Records of labeled boxes
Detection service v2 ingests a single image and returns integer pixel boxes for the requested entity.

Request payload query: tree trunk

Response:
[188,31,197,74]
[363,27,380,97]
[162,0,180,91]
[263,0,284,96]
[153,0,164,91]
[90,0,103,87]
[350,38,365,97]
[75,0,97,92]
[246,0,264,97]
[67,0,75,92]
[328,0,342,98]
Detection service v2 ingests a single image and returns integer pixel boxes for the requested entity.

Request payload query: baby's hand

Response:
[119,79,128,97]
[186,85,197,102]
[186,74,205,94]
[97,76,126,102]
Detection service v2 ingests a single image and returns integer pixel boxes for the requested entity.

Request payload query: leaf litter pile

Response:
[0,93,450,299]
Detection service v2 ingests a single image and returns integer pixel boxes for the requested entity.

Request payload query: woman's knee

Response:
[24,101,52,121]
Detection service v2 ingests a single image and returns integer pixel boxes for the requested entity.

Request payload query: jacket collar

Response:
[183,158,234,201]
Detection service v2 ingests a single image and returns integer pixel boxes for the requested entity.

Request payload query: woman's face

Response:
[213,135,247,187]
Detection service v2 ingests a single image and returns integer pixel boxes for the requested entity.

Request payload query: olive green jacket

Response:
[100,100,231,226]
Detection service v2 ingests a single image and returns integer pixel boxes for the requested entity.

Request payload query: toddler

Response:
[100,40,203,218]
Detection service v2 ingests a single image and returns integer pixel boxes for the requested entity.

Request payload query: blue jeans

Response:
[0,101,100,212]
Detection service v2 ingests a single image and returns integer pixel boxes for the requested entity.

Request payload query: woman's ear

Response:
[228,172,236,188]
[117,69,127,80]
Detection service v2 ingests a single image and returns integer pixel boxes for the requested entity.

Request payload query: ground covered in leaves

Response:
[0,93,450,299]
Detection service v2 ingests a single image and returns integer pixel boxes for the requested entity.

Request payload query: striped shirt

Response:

Set problem: Copy the lines above, changing every "Detection service v2" to "Detection service v3" and keeping everything else the same.

Result below:
Detection service v3 ingests a single image and returns integer pixel boxes for the requested entity.

Request payload query: tree trunk

Response:
[188,31,197,74]
[363,27,380,97]
[162,0,180,91]
[263,0,284,96]
[153,0,164,91]
[90,0,103,87]
[350,38,365,97]
[75,0,97,92]
[246,0,264,97]
[67,0,75,92]
[328,0,342,98]
Detection service v3 ingests a single image and returns integer pixel boxes for the requested entity.

Request payload query: baby's hand

Response:
[119,79,128,97]
[186,85,197,102]
[186,74,205,94]
[97,76,126,102]
Detection service v3 ingests a single image and returns integer pixel boxes for the requested entity.

Request payload query: leaf litter pile

Response:
[0,93,450,299]
Detection service v3 ingests a single image and returns integer pixel boxes for the requested entity.

Request payload query: woman's knee

Response:
[24,101,52,121]
Detection service v3 ingests a single image and returns integer pixel boxes for the requested entity.

Request payload query: jacket collar

Response:
[183,158,234,201]
Detection service v3 ingests a single image and returns integer pixel boxes for the requested entity.

Request payload query: woman's face

Response:
[213,135,247,187]
Detection service v3 ingests a single image and returns integer pixel boxes for the requested entity.

Request payload query: olive green jacket

Response:
[100,100,231,226]
Detection service v3 ingests a single image and returns integer pixel boxes for the requested entity.

Request payload query: toddler

Response:
[100,40,203,218]
Detection service v3 ingests a single image and returns integer pixel boxes for the requested entity.

Request payload query: blue jeans

Response:
[0,101,100,212]
Detection service v3 ingests a single image and returns integer pixel boxes for the requested entity.

Request payload query: woman's ear

Response:
[228,172,236,188]
[117,69,127,80]
Detection service v3 ingests a single image and returns integer pixel boxes for the requested entity.

Request payload query: ground covered in leaves

Response:
[0,93,450,299]
Detection service v3 ingests a single image and returns integer pixel boxes for the requested entity.

Request payload query: striped shirt

Response:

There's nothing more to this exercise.